What you are asked to do
Retype the astrology passage word for word, from "This situation, to" to "what we’re hearing.".

Document section

+ + + + +

This situation, to me, encapsulates what’s happening at this Full Moon between Mercury and Neptune. We’re not communicating what is emerging from our unconscious. It’s not clear if it even makes sense to do it. Should I just put on a happy face and pretend the thing didn’t happen because this family time is important or do I risk conflict?
And again, because Mercury is Retrograde, the words are tough to find, and we’re not sure what we’re hearing.
The Nodes
The Nodes, as you may be aware, are transiting Aries and Libra currently. They’re approaching a conjunction with Chiron that will continue to call us into leadership and initiative. North Node in Aries has a reluctant leadership quality to it.
This is partly because of South Node in Libra. We keep hoping that the initiative that is needed will be taken by someone else. We wish that someone else would just do it for us.
I hate to break it to you (and myself): No one else is going to do it. That initiative is yours to take, and yours alone. And the problem isn’t going away.
And North Node in Aries gets frustrated by this.
Aries’ style of Leadership is innocent and immature in some ways. Aries says, “If no one else will do it, fine! I’ll do it.”

+ + + + +

Data items

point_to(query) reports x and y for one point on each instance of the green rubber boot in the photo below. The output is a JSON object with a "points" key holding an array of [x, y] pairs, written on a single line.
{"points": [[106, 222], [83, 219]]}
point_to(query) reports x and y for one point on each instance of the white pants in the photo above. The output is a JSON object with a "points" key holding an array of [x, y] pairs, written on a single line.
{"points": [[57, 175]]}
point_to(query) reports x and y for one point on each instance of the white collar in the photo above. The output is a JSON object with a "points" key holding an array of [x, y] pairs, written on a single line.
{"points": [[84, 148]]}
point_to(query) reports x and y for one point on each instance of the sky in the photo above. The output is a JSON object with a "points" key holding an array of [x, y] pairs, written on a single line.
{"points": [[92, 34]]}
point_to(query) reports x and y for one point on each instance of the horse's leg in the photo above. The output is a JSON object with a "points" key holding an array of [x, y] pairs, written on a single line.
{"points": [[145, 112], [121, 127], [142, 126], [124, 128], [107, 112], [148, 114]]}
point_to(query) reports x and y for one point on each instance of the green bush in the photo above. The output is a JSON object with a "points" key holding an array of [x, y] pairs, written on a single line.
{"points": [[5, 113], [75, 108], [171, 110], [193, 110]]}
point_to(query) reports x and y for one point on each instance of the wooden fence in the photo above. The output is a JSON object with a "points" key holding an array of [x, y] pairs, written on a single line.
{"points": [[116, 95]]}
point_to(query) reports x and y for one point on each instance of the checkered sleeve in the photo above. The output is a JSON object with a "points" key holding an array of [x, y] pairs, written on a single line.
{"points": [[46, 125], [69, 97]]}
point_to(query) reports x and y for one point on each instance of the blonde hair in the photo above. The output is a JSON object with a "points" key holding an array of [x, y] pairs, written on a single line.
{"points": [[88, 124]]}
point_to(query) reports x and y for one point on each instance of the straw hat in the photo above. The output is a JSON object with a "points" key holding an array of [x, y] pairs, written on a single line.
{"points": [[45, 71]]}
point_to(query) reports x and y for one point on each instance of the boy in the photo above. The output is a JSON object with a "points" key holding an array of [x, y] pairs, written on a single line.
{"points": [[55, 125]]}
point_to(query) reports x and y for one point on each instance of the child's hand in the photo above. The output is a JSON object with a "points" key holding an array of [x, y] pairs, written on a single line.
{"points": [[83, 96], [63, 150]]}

+ + + + +

Solved exercise
This situation, to me, encapsulates what’s happening at this Full Moon between Mercury and Neptune. We’re not communicating what is emerging from our unconscious. It’s not clear if it even makes sense to do it. Should I just put on a happy face and pretend the thing didn’t happen because this family time is important or do I risk conflict?
And again, because Mercury is Retrograde, the words are tough to find, and we’re not sure what we’re hearing.